* Document passage
---*---
Written by: Nadine Rochester

A growing number of businesses are investing in design thinking training as part of their more comprehensive project management strategy; often motivated by a desire to create products or solutions that genuinely impress their customers. The good news is, this investment often leads to better business results and improved customer satisfaction.

Indeed, several highly successful companies have benefited from design thinking, from Apple to Airbnb. In this article, we take a closer look at the advantages of including design thinking within your project management training programmes and explain why design thinking is so successful in improving processes for project teams across the globe.

Meeting Real Human Needs

A lot of managing project training programmes are placing an increased focus on design thinking as a concept because of its ability to help project teams understand real human needs and provide genuinely useful solutions. As Prince Pal says in an article for Think360, the first step in the design thinking process is: ’empathise’.

This is where the project team take the time to put themselves in the shoes of the eventual end users so that they better understand the context behind their problems and their reasons for needing solutions. Later in the process, design thinking involves creating working prototypes, testing them, and learning from those tests.
---*---
* Data section

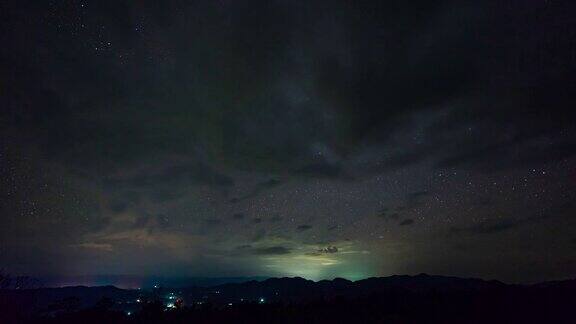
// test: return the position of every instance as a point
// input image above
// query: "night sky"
---*---
* What to work on
**A.** From the design thinking article, list each activity of the design thinking process that it names.
**B.** Summarize the design thinking article in two sentences.
**C.** Write the next part of the design thinking article, starting after its final sentence.

* Results
**A.**
- Empathise
- Creating working prototypes
- Testing them
- Learning from those tests

**B.** More and more businesses are investing in design thinking training within their project management strategy, and this often leads to better business results and improved customer satisfaction. Design thinking helps project teams understand real human needs: they first empathise with the end users, then create working prototypes, test them and learn from those tests.

**C.**
An example of this is given in a blog post for Decidedly, with design thinking playing a role in improving sanitation in Cambodia and Vietnam. Jeff Chapin and his team observed villagers understand their contexts, and created prototype sanitation systems, which were used in the homes of villagers.

In doing this, they were able to make adjustments to the sanitation systems, responding to user feedback. They also learned about the challenges that mattered most to the villagers. Such as the ability to wash their hands in the kitchen, to avoid food contamination. Rather than having to rely on their instincts.

Thinking ‘Outside the Box’

From time to time, businesses require genuinely innovative solutions, which break entirely from the norm, or from the way things are usually done. A key advantage of design thinking is its ‘ideate’ stage, which encourages people to voice more ‘outside of the box’ ideas in a supportive environment, free from judgement.

One of the best examples of a company that benefited from design thinking is Airbnb. As a blog post from Inkoniq details, Airbnb began as a simple bed and breakfast company and was on the verge of collapse in 2009, with revenue falling to $200 per week. However, gradually, design thinking completely changed the company’s fate.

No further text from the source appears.